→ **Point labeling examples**
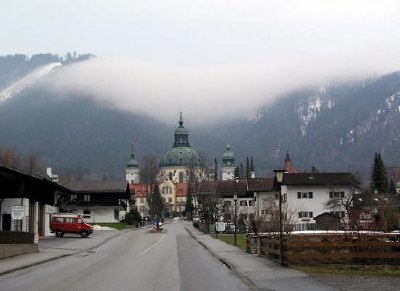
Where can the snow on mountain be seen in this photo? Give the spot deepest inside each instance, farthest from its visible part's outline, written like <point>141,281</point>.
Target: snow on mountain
<point>27,81</point>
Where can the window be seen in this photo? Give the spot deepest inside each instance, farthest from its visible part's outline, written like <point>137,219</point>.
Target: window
<point>333,195</point>
<point>340,214</point>
<point>305,195</point>
<point>69,220</point>
<point>86,213</point>
<point>306,214</point>
<point>166,190</point>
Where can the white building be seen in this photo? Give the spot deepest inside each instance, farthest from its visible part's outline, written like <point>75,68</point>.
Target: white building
<point>305,195</point>
<point>228,164</point>
<point>132,170</point>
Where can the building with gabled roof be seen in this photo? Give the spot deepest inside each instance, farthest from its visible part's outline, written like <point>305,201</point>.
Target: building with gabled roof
<point>305,195</point>
<point>97,201</point>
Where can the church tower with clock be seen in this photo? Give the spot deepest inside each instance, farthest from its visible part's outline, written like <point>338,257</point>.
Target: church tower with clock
<point>228,164</point>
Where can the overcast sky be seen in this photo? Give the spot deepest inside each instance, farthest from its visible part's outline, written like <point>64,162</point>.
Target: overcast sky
<point>209,58</point>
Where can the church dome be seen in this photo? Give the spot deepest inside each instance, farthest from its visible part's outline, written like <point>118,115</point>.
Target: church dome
<point>181,153</point>
<point>132,162</point>
<point>180,156</point>
<point>228,154</point>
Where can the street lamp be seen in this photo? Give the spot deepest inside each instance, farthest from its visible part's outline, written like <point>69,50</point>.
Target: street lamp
<point>216,220</point>
<point>235,200</point>
<point>279,179</point>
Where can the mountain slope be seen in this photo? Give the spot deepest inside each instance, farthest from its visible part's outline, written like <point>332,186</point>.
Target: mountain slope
<point>335,128</point>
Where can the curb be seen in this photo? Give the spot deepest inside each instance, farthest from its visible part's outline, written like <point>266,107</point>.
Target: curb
<point>63,255</point>
<point>230,266</point>
<point>34,264</point>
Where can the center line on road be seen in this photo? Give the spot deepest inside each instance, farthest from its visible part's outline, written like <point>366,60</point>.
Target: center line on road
<point>156,244</point>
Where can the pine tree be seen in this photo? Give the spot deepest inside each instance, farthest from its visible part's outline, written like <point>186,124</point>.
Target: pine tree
<point>378,178</point>
<point>252,169</point>
<point>392,188</point>
<point>237,172</point>
<point>189,207</point>
<point>247,168</point>
<point>215,169</point>
<point>155,201</point>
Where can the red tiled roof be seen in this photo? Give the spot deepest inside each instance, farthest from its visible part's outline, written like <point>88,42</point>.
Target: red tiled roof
<point>260,184</point>
<point>139,190</point>
<point>181,189</point>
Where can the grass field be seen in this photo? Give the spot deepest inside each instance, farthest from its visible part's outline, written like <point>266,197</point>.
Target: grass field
<point>117,225</point>
<point>351,270</point>
<point>229,238</point>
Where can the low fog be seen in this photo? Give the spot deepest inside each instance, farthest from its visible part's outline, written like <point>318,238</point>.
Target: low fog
<point>206,94</point>
<point>211,59</point>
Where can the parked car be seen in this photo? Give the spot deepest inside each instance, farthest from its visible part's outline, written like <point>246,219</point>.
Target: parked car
<point>70,223</point>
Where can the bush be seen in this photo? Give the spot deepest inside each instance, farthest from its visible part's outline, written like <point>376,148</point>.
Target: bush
<point>133,217</point>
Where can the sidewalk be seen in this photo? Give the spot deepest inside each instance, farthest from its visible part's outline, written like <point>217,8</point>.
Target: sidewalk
<point>257,272</point>
<point>44,255</point>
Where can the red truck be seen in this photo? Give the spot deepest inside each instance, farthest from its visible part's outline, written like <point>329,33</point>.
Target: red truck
<point>69,223</point>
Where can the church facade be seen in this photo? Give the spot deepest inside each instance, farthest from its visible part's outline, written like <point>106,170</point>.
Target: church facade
<point>177,167</point>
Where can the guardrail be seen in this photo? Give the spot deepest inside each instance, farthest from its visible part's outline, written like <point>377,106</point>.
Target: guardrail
<point>15,237</point>
<point>347,247</point>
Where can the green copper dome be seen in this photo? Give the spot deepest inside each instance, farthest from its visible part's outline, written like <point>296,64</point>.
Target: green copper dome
<point>132,162</point>
<point>228,154</point>
<point>181,153</point>
<point>180,156</point>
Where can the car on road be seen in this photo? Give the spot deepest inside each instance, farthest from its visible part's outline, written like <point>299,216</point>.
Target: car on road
<point>69,223</point>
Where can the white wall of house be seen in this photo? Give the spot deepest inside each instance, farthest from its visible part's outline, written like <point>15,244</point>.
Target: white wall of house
<point>264,200</point>
<point>133,175</point>
<point>49,211</point>
<point>99,214</point>
<point>6,208</point>
<point>245,207</point>
<point>312,202</point>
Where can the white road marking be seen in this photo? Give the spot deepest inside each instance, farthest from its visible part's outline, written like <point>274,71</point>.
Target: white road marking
<point>156,244</point>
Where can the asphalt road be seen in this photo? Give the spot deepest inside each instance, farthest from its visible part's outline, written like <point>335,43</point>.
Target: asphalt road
<point>135,260</point>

→ **Short exercise**
Copy every one of the records above word for word, without the pictures.

→ **Completed task**
Where can the snow on mountain be seen in this photo? Give the spot deepest inside each instance, farthest from its visible part's outline, written like <point>141,281</point>.
Target: snow on mountain
<point>27,81</point>
Where can the window be seen in this photo? Give the spot deepest inside each instance, farthest from its visible part's outline, written like <point>137,219</point>.
Target: window
<point>333,195</point>
<point>340,214</point>
<point>305,195</point>
<point>69,220</point>
<point>86,213</point>
<point>306,214</point>
<point>166,190</point>
Where can the white building be seen in this photo? Give the spot deepest inside each instance, farthest from its visible part's outline, written like <point>75,68</point>.
Target: white building
<point>305,195</point>
<point>228,164</point>
<point>132,170</point>
Where can the building with gabled roof be seen in this photo? Give the spot deepest inside each instance, farthest from its visible part's outline, written like <point>305,201</point>.
Target: building with gabled roof
<point>305,195</point>
<point>97,201</point>
Where can the church tower with clock be seen in this photo? Give the spot deepest inside each instance, farthest from its visible part's outline, written like <point>338,257</point>.
Target: church tower with clock
<point>228,164</point>
Where can the overcast sky be seen in this photo? Give the spot deepest inside each instance, farthest from its visible part's outline, written like <point>64,162</point>.
Target: overcast sky
<point>209,58</point>
Where can the church dome be seen in this photo? Give the spot deepest inside each instance, farthest from its visible part's outline, written like <point>118,115</point>.
Target: church dome
<point>181,153</point>
<point>132,162</point>
<point>180,156</point>
<point>228,154</point>
Where can the street lamp be seen in this photo? Give the spot deepest inside each instance, farthest from its visible part's outline, written like <point>69,50</point>.
Target: street lamp
<point>216,220</point>
<point>235,200</point>
<point>279,179</point>
Where can the mountain slope be seen in this photo? Give the spot deepest inside each instance, farthest from its visible part's outline, written like <point>332,186</point>.
Target: mountain slope
<point>335,128</point>
Where can the curb be seen in this photo? Give the spot deepest inside each instance, farthest from its visible part's outline, written like <point>266,107</point>.
Target: curb
<point>63,255</point>
<point>230,266</point>
<point>34,264</point>
Where can the center line on road be seen in this photo? Give the spot deepest inside each instance, farthest from its visible part's outline, written like <point>366,60</point>.
Target: center line on road
<point>156,244</point>
Where can the pine tree be seen in this photo? Give the spot deepest inside each instance, farthest from its visible part's outline, written like <point>186,124</point>.
Target: pine tree
<point>378,178</point>
<point>252,169</point>
<point>392,188</point>
<point>237,172</point>
<point>189,207</point>
<point>247,168</point>
<point>215,169</point>
<point>155,201</point>
Where can the red tiled roof be seen in this photo? Give the spot deepest inside each instance, farthest from its visible part's outline, written like <point>88,42</point>.
Target: red tiled roof
<point>260,184</point>
<point>139,190</point>
<point>181,189</point>
Where can the grass field be seen in this photo? Give the spot deepest inside each instance, farthest from its visible part's outline, written like <point>266,197</point>.
Target: grass field
<point>117,225</point>
<point>351,270</point>
<point>229,238</point>
Where can the low fog be seen in this photo? Give the spot deepest inside each instance, farthest from its visible part's outline, written like <point>318,238</point>.
Target: low fog
<point>206,94</point>
<point>211,59</point>
Where can the parked car be seen in this photo? Give the spot deepest inside each instance, farthest from its visible part's outline, written like <point>246,219</point>.
Target: parked car
<point>70,223</point>
Where can the bush be seen in this photo? Give the spot deepest inside each instance, farthest from its visible part's outline, written like <point>376,148</point>.
Target: bush
<point>133,217</point>
Where can the sidewalk be seen in this photo? Give the spot deepest inside each instance, farthest from its visible part's outline, written like <point>217,8</point>.
Target: sidewalk
<point>257,272</point>
<point>44,255</point>
Where can the red truck be seen in this photo? Give the spot deepest inside each instance, farthest from its visible part's outline, written like <point>329,33</point>.
Target: red truck
<point>69,223</point>
Where can the church facade be seen in this photo? Give the spot deepest inside each instance, farthest from its visible part's outline, written like <point>106,170</point>.
Target: church facade
<point>177,167</point>
Where can the guardrail be seen in this photo? Give the spot deepest inside each instance, farthest from its visible part's outline, written like <point>377,106</point>.
Target: guardrail
<point>15,237</point>
<point>347,247</point>
Where can the green copper dome be seen in this photo? Give the spot deepest inside each instance, farthest from its visible part's outline, written like <point>296,64</point>.
Target: green copper dome
<point>132,162</point>
<point>228,154</point>
<point>181,153</point>
<point>180,156</point>
Where can the car on road be seen in this photo? Give the spot deepest inside each instance, farthest from its visible part's outline, written like <point>299,216</point>.
Target: car on road
<point>69,223</point>
Where can the white wall of house be seen in this photo? Give the spot deepest inside each instance, farthest from its visible part's outline, written like <point>15,244</point>.
Target: white wall of house
<point>264,200</point>
<point>133,175</point>
<point>49,211</point>
<point>99,214</point>
<point>6,208</point>
<point>245,207</point>
<point>312,202</point>
Where can the white road marking be seen in this photo? Give the spot deepest inside each instance, farthest from its visible part's outline, written like <point>274,71</point>.
Target: white road marking
<point>156,244</point>
Where can the asphalt road be seen in this photo? Give the spot deepest inside each instance, farthest from its visible part's outline, written like <point>335,43</point>.
Target: asphalt road
<point>135,260</point>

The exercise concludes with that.